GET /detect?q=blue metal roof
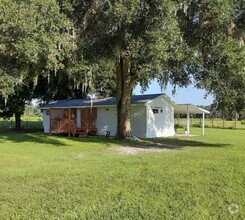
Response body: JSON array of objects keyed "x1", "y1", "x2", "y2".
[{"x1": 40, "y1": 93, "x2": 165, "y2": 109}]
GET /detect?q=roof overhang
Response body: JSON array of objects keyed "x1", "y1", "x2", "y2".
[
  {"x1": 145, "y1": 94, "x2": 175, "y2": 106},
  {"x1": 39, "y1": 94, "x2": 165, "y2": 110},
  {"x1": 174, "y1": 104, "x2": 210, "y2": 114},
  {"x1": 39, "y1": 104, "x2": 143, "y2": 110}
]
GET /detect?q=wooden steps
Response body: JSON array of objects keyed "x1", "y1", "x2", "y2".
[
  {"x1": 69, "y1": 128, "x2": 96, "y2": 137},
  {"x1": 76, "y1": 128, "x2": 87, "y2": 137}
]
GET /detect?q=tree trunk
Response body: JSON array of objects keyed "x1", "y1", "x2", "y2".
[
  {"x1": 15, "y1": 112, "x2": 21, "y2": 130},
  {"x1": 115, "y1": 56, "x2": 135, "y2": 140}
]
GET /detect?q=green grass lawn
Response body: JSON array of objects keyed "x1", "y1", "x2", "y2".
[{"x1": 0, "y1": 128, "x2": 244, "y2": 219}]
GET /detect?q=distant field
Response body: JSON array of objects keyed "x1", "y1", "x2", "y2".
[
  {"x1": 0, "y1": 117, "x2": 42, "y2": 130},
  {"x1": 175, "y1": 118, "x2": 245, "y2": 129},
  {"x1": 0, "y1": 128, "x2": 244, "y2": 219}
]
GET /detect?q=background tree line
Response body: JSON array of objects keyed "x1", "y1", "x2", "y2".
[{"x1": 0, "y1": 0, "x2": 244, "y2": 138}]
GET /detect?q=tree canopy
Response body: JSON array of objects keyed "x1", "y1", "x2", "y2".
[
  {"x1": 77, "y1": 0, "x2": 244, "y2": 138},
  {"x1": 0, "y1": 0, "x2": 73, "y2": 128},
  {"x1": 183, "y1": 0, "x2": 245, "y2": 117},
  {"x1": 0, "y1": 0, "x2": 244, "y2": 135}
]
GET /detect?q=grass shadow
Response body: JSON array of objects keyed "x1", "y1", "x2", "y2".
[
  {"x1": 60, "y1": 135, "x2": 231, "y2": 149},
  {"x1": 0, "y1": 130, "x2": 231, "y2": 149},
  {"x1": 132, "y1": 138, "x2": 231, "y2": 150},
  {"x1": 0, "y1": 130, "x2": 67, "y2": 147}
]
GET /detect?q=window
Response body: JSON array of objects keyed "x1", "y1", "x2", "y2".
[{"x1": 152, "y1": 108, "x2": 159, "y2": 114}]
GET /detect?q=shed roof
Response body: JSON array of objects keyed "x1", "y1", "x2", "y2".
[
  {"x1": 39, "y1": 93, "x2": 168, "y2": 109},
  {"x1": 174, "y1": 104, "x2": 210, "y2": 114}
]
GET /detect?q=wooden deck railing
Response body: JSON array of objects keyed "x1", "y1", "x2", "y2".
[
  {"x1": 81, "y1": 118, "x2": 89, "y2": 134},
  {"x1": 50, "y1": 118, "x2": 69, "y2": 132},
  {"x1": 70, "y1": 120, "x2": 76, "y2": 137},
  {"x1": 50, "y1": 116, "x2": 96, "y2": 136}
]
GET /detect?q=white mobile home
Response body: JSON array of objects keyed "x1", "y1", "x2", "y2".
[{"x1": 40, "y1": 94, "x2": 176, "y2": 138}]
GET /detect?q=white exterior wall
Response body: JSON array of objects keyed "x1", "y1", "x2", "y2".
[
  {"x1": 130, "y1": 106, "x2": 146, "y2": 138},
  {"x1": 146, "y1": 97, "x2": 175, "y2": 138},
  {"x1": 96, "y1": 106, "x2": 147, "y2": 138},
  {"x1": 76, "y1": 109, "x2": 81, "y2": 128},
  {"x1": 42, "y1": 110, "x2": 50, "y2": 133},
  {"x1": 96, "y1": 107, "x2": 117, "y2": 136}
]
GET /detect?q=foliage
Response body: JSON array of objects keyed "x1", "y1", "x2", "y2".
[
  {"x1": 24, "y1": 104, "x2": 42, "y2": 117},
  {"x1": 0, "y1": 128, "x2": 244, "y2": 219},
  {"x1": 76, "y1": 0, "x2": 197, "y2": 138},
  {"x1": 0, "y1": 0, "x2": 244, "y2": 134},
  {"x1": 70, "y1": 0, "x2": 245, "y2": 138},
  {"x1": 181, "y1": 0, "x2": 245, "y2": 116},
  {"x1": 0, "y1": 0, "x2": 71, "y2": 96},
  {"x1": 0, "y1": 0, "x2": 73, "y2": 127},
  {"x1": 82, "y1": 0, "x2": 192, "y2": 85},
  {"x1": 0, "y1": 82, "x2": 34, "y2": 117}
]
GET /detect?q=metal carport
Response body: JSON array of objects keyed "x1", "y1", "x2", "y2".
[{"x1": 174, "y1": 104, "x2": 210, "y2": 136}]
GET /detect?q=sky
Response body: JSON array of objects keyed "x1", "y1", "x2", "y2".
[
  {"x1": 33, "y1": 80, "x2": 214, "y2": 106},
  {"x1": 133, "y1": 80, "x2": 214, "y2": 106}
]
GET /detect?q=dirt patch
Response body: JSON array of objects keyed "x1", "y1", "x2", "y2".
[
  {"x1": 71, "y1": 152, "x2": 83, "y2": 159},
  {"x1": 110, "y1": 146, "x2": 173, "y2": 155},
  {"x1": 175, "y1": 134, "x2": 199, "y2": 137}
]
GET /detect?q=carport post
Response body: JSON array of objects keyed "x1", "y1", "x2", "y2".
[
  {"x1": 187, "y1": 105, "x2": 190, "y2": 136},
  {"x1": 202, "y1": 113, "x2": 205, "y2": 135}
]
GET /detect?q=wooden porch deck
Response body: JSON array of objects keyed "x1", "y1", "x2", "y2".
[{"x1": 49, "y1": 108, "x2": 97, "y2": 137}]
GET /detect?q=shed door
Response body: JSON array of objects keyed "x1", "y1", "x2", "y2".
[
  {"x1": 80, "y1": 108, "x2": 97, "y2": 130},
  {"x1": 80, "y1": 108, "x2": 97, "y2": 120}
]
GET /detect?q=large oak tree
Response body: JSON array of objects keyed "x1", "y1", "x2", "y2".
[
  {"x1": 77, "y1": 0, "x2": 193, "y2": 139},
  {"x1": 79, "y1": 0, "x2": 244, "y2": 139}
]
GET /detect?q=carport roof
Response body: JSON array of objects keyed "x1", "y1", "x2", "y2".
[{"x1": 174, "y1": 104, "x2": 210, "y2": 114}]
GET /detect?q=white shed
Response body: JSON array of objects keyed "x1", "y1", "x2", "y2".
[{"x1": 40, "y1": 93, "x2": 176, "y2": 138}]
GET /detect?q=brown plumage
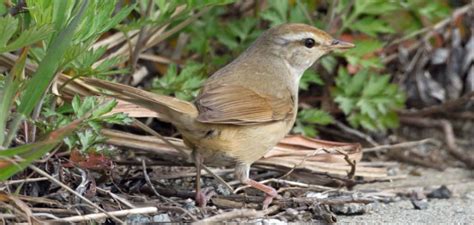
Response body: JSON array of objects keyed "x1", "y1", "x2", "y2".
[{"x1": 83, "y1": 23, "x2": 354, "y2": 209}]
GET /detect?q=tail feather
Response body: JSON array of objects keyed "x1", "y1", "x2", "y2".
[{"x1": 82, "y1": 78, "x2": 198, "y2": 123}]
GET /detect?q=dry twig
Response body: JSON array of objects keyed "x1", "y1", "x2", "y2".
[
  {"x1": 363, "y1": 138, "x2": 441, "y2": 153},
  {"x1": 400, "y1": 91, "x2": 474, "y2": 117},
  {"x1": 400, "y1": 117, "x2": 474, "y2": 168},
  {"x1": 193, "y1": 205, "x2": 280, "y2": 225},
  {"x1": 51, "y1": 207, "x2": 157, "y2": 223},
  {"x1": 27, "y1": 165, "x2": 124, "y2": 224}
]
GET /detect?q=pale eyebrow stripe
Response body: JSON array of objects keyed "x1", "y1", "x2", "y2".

• • • • • • •

### Assignment
Copy out, in full, each line above that has the word "deck" in it.

### Written response
GET /detect?q=wooden deck railing
GET /detect?q=wooden porch deck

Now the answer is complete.